### EXERCISE REQUIREMENTS
Change "Drop" to "Place" in the material below, starting with the line that contains "Can you find the biathlon" and going on through the line that contains "[[872, 440], [700, 558]]". Give back only those lines, with everything else left as it is.

-- RECORD EXTRACTS start --

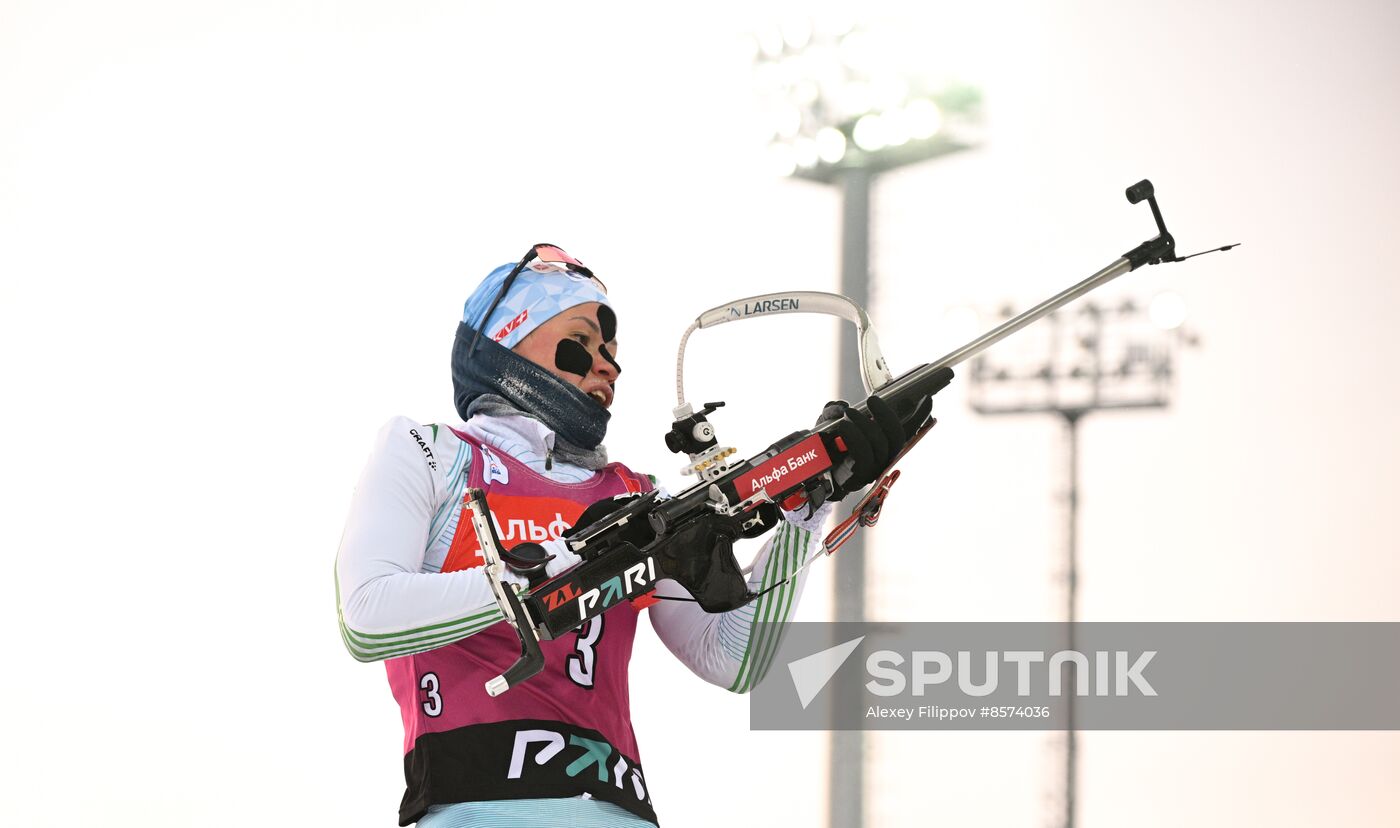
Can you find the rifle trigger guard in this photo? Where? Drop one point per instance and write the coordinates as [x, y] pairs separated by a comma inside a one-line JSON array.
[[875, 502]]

-- RECORD EXTRACTS end --
-- RECORD EXTRACTS start --

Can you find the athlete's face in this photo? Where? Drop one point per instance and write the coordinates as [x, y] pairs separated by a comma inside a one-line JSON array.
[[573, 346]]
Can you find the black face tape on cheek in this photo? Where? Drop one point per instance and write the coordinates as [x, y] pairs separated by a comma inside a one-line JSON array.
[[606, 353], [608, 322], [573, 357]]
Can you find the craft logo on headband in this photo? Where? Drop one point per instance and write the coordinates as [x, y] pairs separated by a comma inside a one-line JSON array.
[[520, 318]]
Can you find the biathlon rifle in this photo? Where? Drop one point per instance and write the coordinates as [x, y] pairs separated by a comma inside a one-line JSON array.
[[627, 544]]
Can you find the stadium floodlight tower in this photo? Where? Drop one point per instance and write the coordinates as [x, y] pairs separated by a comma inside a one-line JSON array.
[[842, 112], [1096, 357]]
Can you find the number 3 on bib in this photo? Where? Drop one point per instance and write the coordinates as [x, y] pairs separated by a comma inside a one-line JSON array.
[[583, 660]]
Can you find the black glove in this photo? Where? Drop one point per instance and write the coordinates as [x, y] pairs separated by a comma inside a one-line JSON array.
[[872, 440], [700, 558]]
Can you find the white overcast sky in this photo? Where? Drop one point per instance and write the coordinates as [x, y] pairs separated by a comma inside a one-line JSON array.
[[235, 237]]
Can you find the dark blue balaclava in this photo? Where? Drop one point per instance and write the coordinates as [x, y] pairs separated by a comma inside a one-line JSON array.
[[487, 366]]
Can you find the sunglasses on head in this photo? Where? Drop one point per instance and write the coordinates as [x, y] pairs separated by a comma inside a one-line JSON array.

-- RECORD EXTRACTS end --

### TASK SOLUTION
Can you find the biathlon rifle in this photo? Where? Place one point per instance and write the coordinates as [x, y] pairs separated by a comma inside a one-line JSON array.
[[627, 544]]
Can you find the stadium floodlight tower in this photo? Where? Place one point per instance and write the coordinates as [x, y] pairs separated by a comma inside a one-line JSON array.
[[842, 112], [1096, 357]]
Can you find the number 3 on bib in this photo? Where? Place one point per instance and write the coordinates as [x, y] pairs separated by a comma inside a one-line JSON array.
[[583, 660]]
Can you find the black glove in this photo? Where? Place one point per instance and write the coordinates as [x, y] pairs separated by a comma inside a one-line JSON array.
[[872, 440], [700, 558]]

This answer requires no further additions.